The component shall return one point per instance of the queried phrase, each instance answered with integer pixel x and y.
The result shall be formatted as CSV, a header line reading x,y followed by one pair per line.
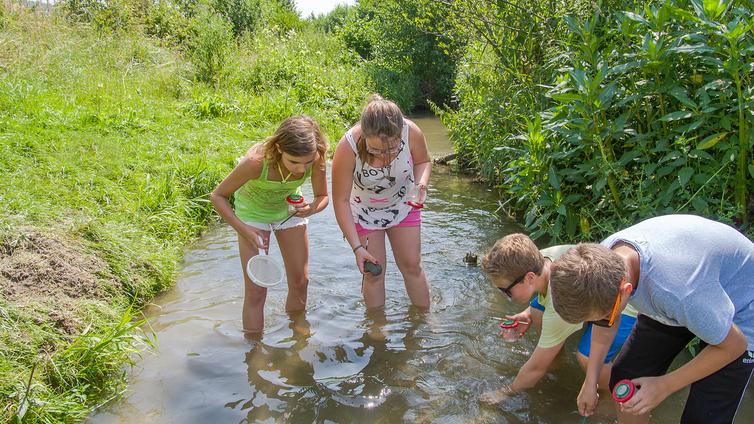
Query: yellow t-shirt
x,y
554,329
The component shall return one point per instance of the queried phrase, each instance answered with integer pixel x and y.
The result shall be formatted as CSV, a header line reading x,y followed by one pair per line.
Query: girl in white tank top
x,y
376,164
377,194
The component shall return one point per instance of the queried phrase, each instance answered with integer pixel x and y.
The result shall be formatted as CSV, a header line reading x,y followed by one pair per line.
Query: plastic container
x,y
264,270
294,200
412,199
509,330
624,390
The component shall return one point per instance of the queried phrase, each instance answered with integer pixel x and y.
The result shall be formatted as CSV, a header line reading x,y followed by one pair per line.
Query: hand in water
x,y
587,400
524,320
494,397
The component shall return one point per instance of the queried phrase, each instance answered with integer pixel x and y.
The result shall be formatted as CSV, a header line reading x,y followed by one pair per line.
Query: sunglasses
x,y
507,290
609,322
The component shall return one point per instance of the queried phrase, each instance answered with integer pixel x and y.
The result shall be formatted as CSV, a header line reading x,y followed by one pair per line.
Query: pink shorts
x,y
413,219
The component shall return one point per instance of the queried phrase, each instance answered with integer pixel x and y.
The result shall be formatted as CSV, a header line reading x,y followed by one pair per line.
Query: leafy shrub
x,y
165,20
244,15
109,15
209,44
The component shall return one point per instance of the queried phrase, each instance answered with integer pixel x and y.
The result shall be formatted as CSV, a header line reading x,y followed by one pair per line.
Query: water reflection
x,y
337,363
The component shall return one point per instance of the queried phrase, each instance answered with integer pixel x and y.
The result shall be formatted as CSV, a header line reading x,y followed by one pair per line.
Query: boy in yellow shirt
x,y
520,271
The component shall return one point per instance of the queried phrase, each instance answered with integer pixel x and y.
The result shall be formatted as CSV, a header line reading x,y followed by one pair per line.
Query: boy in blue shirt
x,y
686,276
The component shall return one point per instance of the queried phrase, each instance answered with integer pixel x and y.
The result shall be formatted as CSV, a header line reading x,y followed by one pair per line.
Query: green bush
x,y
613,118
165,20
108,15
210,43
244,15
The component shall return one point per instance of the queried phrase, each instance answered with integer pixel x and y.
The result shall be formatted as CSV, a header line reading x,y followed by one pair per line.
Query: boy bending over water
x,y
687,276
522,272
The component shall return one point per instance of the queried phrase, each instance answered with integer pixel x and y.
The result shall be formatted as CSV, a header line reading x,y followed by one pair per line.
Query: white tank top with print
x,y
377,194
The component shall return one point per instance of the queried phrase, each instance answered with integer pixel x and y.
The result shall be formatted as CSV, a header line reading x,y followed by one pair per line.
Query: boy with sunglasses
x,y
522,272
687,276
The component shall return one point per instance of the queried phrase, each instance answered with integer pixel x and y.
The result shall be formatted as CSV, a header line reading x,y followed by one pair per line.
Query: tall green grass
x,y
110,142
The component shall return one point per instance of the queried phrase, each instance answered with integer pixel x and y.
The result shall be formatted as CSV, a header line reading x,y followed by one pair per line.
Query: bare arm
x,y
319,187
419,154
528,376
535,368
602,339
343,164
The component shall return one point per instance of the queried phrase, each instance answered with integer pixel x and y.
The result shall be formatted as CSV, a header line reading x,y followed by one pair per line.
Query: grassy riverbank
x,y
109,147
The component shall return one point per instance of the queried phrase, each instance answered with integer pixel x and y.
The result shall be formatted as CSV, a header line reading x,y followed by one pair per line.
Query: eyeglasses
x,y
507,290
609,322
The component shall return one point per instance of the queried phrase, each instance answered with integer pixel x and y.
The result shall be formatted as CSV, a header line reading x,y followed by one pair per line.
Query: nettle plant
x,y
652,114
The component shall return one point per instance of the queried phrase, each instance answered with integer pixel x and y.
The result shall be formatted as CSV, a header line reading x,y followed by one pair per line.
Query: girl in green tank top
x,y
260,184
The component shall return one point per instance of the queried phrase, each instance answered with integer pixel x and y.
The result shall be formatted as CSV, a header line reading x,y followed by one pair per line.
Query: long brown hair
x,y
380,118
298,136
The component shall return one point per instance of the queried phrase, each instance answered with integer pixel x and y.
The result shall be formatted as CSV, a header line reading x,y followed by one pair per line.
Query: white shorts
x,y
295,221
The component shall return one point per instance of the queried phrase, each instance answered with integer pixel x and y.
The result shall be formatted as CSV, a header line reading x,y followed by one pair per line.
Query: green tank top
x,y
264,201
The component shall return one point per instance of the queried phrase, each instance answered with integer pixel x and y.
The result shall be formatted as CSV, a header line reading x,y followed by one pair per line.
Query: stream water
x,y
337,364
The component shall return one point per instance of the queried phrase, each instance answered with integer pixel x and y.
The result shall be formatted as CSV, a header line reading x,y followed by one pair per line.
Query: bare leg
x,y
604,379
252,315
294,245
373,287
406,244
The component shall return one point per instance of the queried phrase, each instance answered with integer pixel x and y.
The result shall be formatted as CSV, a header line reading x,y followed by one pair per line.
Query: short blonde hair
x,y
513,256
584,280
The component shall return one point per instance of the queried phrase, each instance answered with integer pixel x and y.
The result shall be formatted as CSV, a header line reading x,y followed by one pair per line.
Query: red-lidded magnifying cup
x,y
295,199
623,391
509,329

▸ **Problem details**: Ignore the images and quote every line of the listing exactly.

▸ **Output of the exercise**:
The component shall return one point per instance of the queried phrase, each instance answered with integer pixel x and y.
The result shall be formatted as CSV, a header line reading x,y followed by one pair per line.
Query: yellow t-shirt
x,y
554,329
The component shall return one point per instance of the queried phrase, each instance answered with integer pixel x and y.
The result shall be formatted as CSV, a header line reading x,y followed by one pair per line.
Query: girl in white tank top
x,y
376,164
377,194
The component shall return one point per instance of the queried phrase, each instance answered with integer pixel x and y.
The result shall be formatted as CSV, a header line reading x,y followed by one pair per line.
Query: plastic container
x,y
264,270
294,200
412,199
509,330
624,390
The component shall return one point per instance of the queried phrase, each instance answered with integer pixel x and y.
The result shall be formatted as CSV, a header line reading x,y followed by one pair per line.
Query: hand in water
x,y
587,400
524,320
494,397
The component shall return one point per instance of the queried phrase, each instance answered with integer pixel x and y.
The result shall be formatted as CSV, a header line reading x,y followed by one pair per line.
Query: sunglasses
x,y
507,290
609,322
The component shall return one point per instance of the queried phrase, each instance answered with integer pixel x and y.
The result shall be formatted as CSV, a header line reading x,y followed by one pair per line.
Query: pink shorts
x,y
413,219
The component shall return one point per instance of the queried phrase, each instance answered with integer pixel x and y.
The result shall be formatted as CSV, a header line reading x,y followed by one pair per line.
Query: leafy shrub
x,y
165,20
244,15
109,15
209,44
The component shall return one point per instance of the queried phrase, each instance answered with integer pixel x and y.
The result shall be formatted as CSV, a header line reading x,y followed by one pair per line.
Query: water reflection
x,y
337,363
The component shall return one point per instance of the queried phrase, each instance answered with integer pixel x and y.
The result shall be formatted as CSV, a header line reading x,y followed by one pair per line.
Query: boy in yellow shirt
x,y
520,271
The component shall return one point per instance of the queried phrase, each instance answered with integer pixel x and y.
The result shall be formatted as CSV, a header line reading x,y followed by one pair per line.
Query: boy in blue shirt
x,y
686,276
The component shall return one point per instance of the queried phrase, each instance answered with integer pixel x and y.
The result shall be formatted as CSV, a header line reading x,y followed by one pair per line.
Query: green bush
x,y
613,118
165,20
108,15
210,43
244,15
The component shall return one point per instance of the queried phrase, each instance answered with integer pixel x and y.
The result shall be formatted as CSV, a header line reading x,y followed by one pair per line.
Query: boy bending over water
x,y
687,276
522,272
The component shall return one point per instance of the queried phrase, each instance answered with integer pixel x and y.
The result shall be formatted as CSV, a header line reading x,y followed by one pair per line.
Query: white tank top with print
x,y
377,194
The component shall return one point per instance of the queried phrase, each instance answered with integer pixel x and y.
The result shall be formatted as CSV, a header line reading x,y followed by one pair per line.
Query: boy with sunglasses
x,y
522,272
687,276
The component shall return one point per instance of the queried phrase, each instance answered with integer pixel x and y.
The result shall be formatted as CSV, a header line reading x,y followed by one pair per line.
Query: tall green grass
x,y
110,142
The component shall return one point per instance of the queried phrase, each instance answered with integer pixel x and y.
The result shall be formatted as CSV, a header line reading x,y followed by one pair per line.
Query: bare arm
x,y
319,187
419,154
528,376
535,368
602,339
343,164
The component shall return one point per instance of the queried phrase, each instance answered with integer pixel x and y.
The result shall be formatted as CSV, a header line reading x,y followed by one pair per line.
Query: grassy riverbank
x,y
109,147
The component shall return one point per instance of the queried phrase, each instance answered with integer pixel x and y.
The result shall be formatted as CSV, a header line reading x,y followed by one pair per line.
Query: eyeglasses
x,y
507,290
609,322
The component shall return one point per instance of the queried phrase, each instance answered with integer pixel x and y.
The result shall be formatted as CSV, a header line reading x,y followed by one pair per line.
Query: nettle plant
x,y
652,114
The component shall return one point per instance of the queried phrase, each instance answered with integer pixel x and y.
The result shall be formatted as CSV, a header line reading x,y followed by one pair per line.
Query: girl in green tank top
x,y
260,184
The component shall return one point per instance of the queried phrase, each instance answered with integer pixel x and y.
The result shall be formatted as CSV, a header line reading x,y followed by one pair per line.
Query: long brown hair
x,y
380,118
298,136
The component shall return one point per instance of the queried phrase, each instance answered with integer pixel x and y.
The result shall be formatted as CSV, a header line reading x,y followed by one pair per line.
Query: white shorts
x,y
295,221
The component shall return one point per instance of the queried phrase, each instance answered with integer pixel x and y.
The result shall be formatted as CSV, a header line reading x,y followed by one pair per line.
Query: green tank top
x,y
264,201
The component shall return one point per instance of the queried phrase, each instance answered with integer pixel x and y.
The result shall be formatted as CSV, a header line reading x,y followed by one pair per line.
Query: stream water
x,y
337,364
The component shall return one point per instance of the queried phrase, each instance answered with integer pixel x and y.
The result shall be formatted as CSV, a header line reading x,y followed by one pair per line.
Query: bare leg
x,y
604,379
252,315
294,245
373,287
406,244
The component shall return one point per instance of the queried phrase, each instance answered with integer pixel x and y.
The result shall be formatted as CSV, a header line reading x,y followed by one pair per line.
Query: short blonde hair
x,y
513,256
584,280
The component shall return one point per instance of the queried phrase, each instance answered with integer pixel x and y.
The result shall be formatted as CSV, a header line reading x,y followed by one pair per line.
Query: red-lidded magnifying cup
x,y
295,199
623,391
509,329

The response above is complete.